▶ Tareas por hacer:
1. En el texto sobre la elección y la identidad, ¿qué es hoy la ventana a través de la cual el individuo mira el único mundo que considera real?
2. Resume en forma de lista el párrafo del texto sobre la elección y la identidad que empieza con "Hoy nuestra identidad depende", conservando sus datos principales.

──────── Texto mostrado

La producción de opciones es el intento del sistema por invertir su propia responsabilidad
al sujeto. Como Poncio Pilatos, el sistema “se lava las manos”. Aunque es este sistema el
que finalmente elige por la persona, la responsabilidad de la elección será del individuo.
El individuo no comprende del todo, pero cree en la ilusión de su propio poder, siendo
enmascarada la naturaleza coercitiva en esencia, de las apariencias de proposición,
luego persuasión y manipulación, para finalmente ser una imposición violenta. El sujeto
se encuentra bajo la constante amenaza de ser juzgado. Con este peso encima, vivir se
hace insoportable y, frente a esto, la persona encuentra una solución: replegarse hacia
sí mismo, reprimirse y transformarse en un ser pasivo que evita cualquier acción que
pueda ser juzgada y termina haciendo nada más que mirar el mundo, alienado de éste y
de sí mismo a través de una ventana, el escudo de defensa del voyeurista. Hoy en día, la
pantalla es esta ventana, a través de la cual mira el único mundo que considera real.

Hoy nuestra identidad depende de nuestra capacidad de elección. No heredamos
esta identidad, la tenemos que construir día a día. Como la cantidad de libertad es
directamente proporcional a la parálisis, la identidad se somete a una forma susceptible a
manipulación. El individuo, por este vacío de identidad, anhela inconscientemente dar a la
construcción de uno mismo responsabilidades a estructuras externas. Ante la incapacidad
de elegirse a uno mismo, el sujeto tiende a encontrar la inclusión en una comunidad que
le entregue una identidad prestada. Otra vez la ilusión. Ante el creciente sedentarismo, las
comunidades más accesibles son las de las redes sociales virtuales a las que el individuo
puede pertenecer sin mayor riesgo ni compromiso, a la manera de voyeur.

────────────────
──────── Datos extraídos

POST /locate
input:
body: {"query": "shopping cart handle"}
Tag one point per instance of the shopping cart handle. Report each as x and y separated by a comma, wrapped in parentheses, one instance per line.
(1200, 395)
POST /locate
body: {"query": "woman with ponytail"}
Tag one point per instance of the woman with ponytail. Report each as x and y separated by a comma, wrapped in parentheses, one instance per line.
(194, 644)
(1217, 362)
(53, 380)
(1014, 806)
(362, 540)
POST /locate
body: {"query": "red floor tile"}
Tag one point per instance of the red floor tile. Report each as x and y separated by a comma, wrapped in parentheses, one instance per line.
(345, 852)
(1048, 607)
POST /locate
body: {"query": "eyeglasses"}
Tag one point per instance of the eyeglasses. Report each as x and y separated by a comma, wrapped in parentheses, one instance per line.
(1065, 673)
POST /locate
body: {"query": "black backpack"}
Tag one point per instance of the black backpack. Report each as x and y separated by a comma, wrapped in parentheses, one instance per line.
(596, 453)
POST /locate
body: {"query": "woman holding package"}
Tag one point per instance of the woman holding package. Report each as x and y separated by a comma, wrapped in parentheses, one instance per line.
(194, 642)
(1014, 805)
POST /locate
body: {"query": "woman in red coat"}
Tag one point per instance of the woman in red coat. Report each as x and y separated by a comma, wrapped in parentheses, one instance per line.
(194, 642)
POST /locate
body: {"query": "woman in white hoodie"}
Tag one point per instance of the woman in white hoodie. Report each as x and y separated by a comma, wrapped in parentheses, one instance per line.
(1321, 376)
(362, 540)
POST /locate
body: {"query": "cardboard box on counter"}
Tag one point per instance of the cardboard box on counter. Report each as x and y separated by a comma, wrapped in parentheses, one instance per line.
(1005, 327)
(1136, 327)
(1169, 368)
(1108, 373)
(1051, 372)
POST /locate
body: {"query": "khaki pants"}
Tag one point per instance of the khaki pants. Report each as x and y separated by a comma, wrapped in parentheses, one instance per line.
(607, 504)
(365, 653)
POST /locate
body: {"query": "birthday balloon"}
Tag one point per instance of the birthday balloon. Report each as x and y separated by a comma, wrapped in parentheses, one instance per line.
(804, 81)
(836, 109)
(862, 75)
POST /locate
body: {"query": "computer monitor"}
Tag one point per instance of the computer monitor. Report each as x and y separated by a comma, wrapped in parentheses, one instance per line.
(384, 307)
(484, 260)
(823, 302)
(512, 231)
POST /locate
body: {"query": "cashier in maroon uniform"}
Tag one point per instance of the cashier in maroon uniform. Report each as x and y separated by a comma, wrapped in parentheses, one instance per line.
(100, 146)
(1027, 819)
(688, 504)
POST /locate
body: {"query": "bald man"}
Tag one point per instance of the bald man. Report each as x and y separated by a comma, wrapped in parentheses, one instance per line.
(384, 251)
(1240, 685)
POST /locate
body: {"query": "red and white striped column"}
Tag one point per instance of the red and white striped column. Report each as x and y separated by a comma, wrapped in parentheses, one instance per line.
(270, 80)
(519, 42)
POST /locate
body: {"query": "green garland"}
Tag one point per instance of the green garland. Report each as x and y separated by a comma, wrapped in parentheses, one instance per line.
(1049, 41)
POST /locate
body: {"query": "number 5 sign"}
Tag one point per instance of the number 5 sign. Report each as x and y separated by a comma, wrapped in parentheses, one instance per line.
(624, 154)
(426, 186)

────────────────

▶ Respuestas:
1. La pantalla.

2.
- La identidad depende hoy de la capacidad de elección. No se hereda, sino que se construye día a día.
- Como la cantidad de libertad es directamente proporcional a la parálisis, la identidad queda expuesta a la manipulación.
- Por ese vacío de identidad, el individuo anhela inconscientemente ceder a estructuras externas la construcción de sí mismo.
- Incapaz de elegirse a sí mismo, el sujeto busca incluirse en una comunidad que le dé una identidad prestada, lo cual es otra ilusión.
- Ante el creciente sedentarismo, las comunidades más accesibles son las redes sociales virtuales. En ellas se puede participar sin mayor riesgo ni compromiso, a la manera de voyeur.